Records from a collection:

= = =

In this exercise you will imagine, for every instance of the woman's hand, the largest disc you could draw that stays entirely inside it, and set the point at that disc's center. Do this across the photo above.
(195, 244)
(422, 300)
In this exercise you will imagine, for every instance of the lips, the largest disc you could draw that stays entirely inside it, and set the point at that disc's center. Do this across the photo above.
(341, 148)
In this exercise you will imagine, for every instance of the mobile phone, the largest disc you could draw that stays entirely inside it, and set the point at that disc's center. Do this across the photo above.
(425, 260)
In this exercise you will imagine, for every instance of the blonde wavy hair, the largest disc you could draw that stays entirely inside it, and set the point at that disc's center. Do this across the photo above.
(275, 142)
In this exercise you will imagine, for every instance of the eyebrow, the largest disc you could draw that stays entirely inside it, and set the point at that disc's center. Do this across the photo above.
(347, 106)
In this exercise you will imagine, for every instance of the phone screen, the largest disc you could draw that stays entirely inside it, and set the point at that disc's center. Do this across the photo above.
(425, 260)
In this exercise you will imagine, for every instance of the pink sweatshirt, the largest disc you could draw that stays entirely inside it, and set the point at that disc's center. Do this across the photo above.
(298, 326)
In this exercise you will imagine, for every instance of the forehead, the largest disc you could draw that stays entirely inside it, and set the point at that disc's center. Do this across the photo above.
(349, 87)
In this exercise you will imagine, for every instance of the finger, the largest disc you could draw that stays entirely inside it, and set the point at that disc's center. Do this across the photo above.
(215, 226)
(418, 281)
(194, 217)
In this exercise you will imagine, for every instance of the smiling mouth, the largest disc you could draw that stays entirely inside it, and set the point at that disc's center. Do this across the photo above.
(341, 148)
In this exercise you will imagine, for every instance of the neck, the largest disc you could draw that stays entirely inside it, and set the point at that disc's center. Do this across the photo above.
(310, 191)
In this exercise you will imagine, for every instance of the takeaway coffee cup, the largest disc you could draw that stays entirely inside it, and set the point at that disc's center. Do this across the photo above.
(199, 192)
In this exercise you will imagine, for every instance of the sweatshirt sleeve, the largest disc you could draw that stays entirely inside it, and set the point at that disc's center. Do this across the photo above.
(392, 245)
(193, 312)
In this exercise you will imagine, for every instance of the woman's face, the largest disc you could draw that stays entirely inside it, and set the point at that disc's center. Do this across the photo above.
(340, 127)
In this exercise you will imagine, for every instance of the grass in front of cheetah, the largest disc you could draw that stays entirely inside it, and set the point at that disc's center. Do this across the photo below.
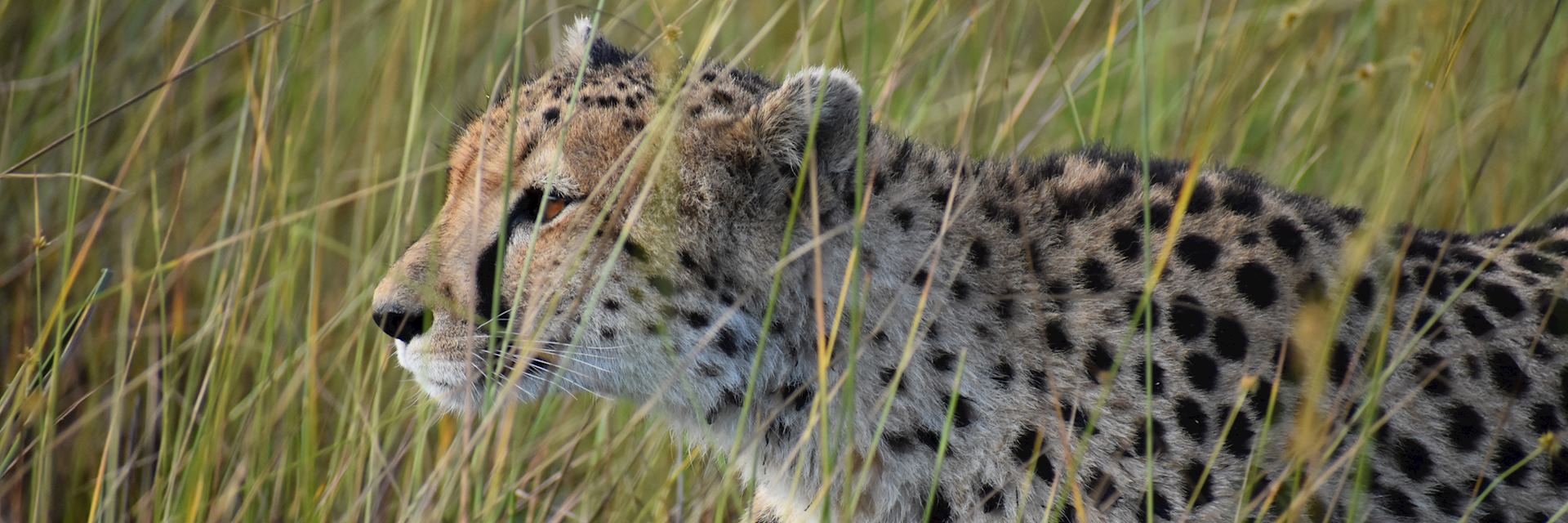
(185, 280)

= = =

### Your task
Transcribe every record above exactly, leaving out the pictures.

### Solved exercise
In this exercise you will imagine, for every instance of the woman's hand, the largest disc you could draw that stays entirely inside it, and set the point at that disc's center. Do this across the photo above.
(195, 244)
(422, 300)
In this exercise you will imagine, for every instance of the lips, the largest disc you could draw that stays entirely inside it, and set the point at that disc's center. Do this across the photo above.
(341, 148)
In this exercise you will imagine, for every instance of the mobile phone, the largest disc you could draw that stays entirely inside it, and set the point at that disc's center. Do this across the photo above.
(425, 260)
In this exercise you will imagine, for every instance of the blonde wavy hair, the largest disc you could draw that stays entirely inside it, and set the point at that disc's center. Do this across the photo above.
(275, 142)
In this exercise you will imagine, for every instance of the eyebrow, the largest disc you could draw that stays entirely inside it, and set the point at that disc's center. Do this across the photo above.
(347, 106)
In this exercise you will imagine, for every instance of the phone screen, the largest disc you could draw that stays entirely inside it, and set the point at that disc's center. Do this across the photo above.
(425, 260)
In this exercise you will imagine, for every instance of the pink sweatshirt, the largest disc you could draw that stays entirely inside it, and set the point at that disc's center. Do this across the photo above.
(298, 326)
In this exercise you will imagine, for every instance of the forehead, the largest disc you could draw that stays entirely inside it, and set the point at that disc's center. Do this across the photo above.
(349, 87)
In this exercise you will imagine, for every instance of the finger, the largest disc you could draw that stays entirely inside it, and set the point at that disc's center. Do this across the photo above.
(215, 226)
(418, 281)
(194, 217)
In this exercise you will imagine, for every instance of the smiling mouth, the largest disc you could draw that stays entirely inside it, and set the point at that disc's center. Do this across the photo above.
(341, 148)
In this exercise you will imagine, for every instance of the neck, the largest disc you could draw that stays entirely inside it, and set the point at that disc's center. Do this across the photo above.
(310, 191)
In this exercise you will imagine, for every instance of the takeaway coffee cup, the largest disc you could draw that stays entirely inside it, and set the point at that disc's center. Do this across the photo above.
(199, 192)
In this exercise you will imagine, for every instance of the sweatshirt sleeve, the largest disc you could draw that stays entirely inside it, and set the point at that disc's center. Do this across the photo above.
(392, 245)
(193, 312)
In this exercise you will imagine, for every instance of the woman's face, the largest disc you could draw that stays entirely inside it, and set the point at that disc's center. Do this across the photo above.
(340, 127)
In this exercise you will imagine, for every instance of the grass in front of cheetah, the largest disc you could draw that stays entirely inside it, and set the point at that disc's center. Do this across the photo below.
(185, 280)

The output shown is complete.